__Text shown__

The Company generated a nominal amount of interest income in the first quarter of 2005 compared to a nominal amount of interest expense in the first quarter of 2004. Interest income generated on the Company’s $31.5 million of short-term investment exceeded the expense incurred on the $14.0 million of outstanding debt.

12


 

Income tax expense for the first quarter of 2005 was $1.0 million compared to $0.5 million in for the same quarter a year ago. The effective tax rate was 25.7% for the first quarter of 2005 compared to 22.7% for the first quarter in 2004. The increase in the effective rate can be attributed to an increase in a higher proportion of income being earned in higher tax jurisdictions.

Net income improved by 67.0% to $2.7 million for the first quarter compared to $1.6 million for the same quarter in 2004. This results in basic and diluted earnings per share of $0.22 for the first quarter of 2005 compared to basic and diluted earnings per share $0.14 and $0.13 for the first quarter of 2004. The weighted average number of shares for the current quarter was 12.4 million basic and 12.8 million diluted compares to 12.1 million basic and 12.7 million diluted shares in the first quarter of 2004.

SEGMENTED RESULTS

Less-Than-Truckload (LTL)

__Required work__
List every dollar amount that the quarterly results text gives in millions.

__Data shown__

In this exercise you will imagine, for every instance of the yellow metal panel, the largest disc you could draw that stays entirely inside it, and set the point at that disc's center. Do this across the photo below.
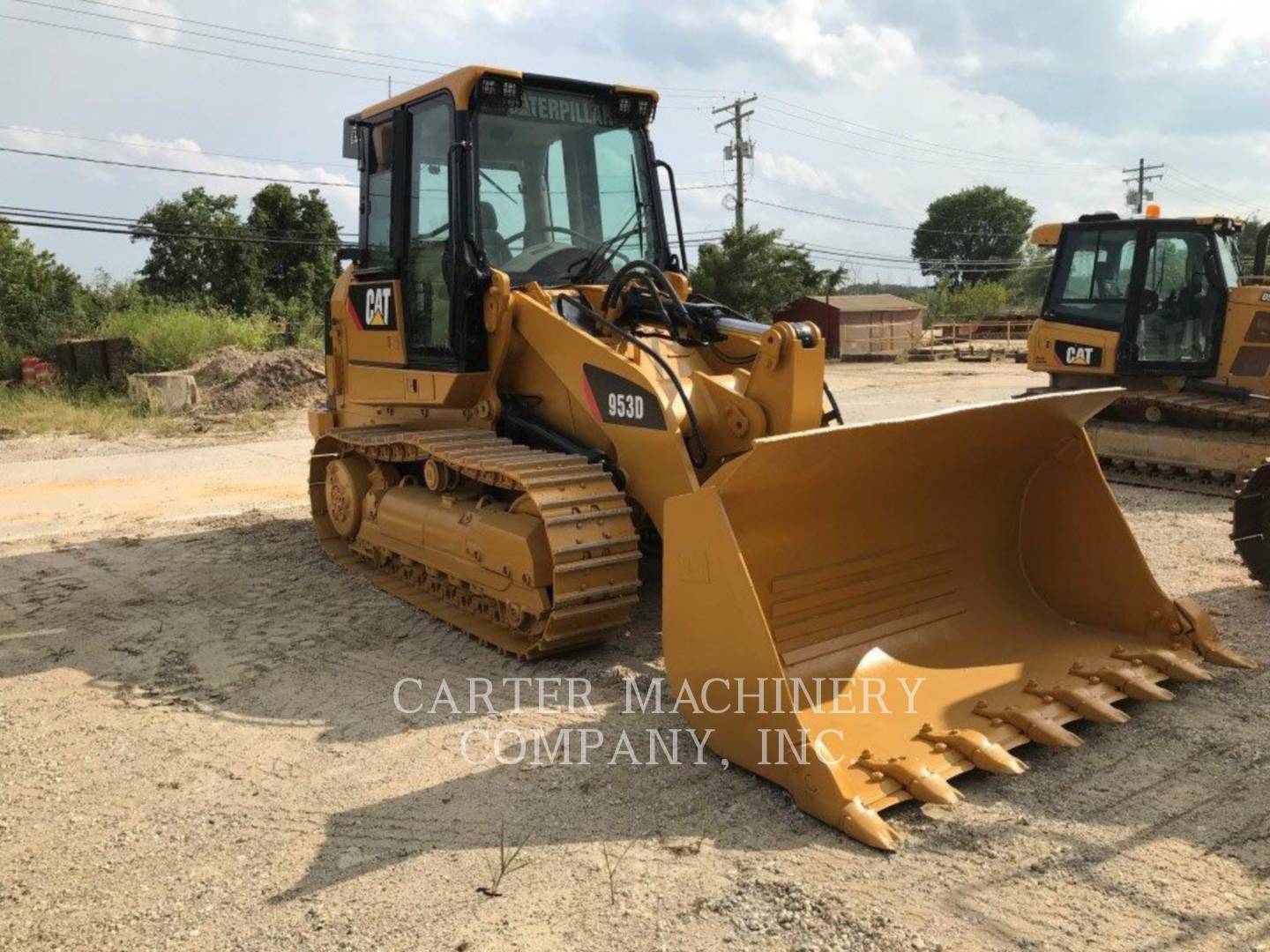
(1047, 235)
(1065, 348)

__Result__
$31.5 million, $14.0 million, $1.0 million, $0.5 million, $2.7 million, $1.6 million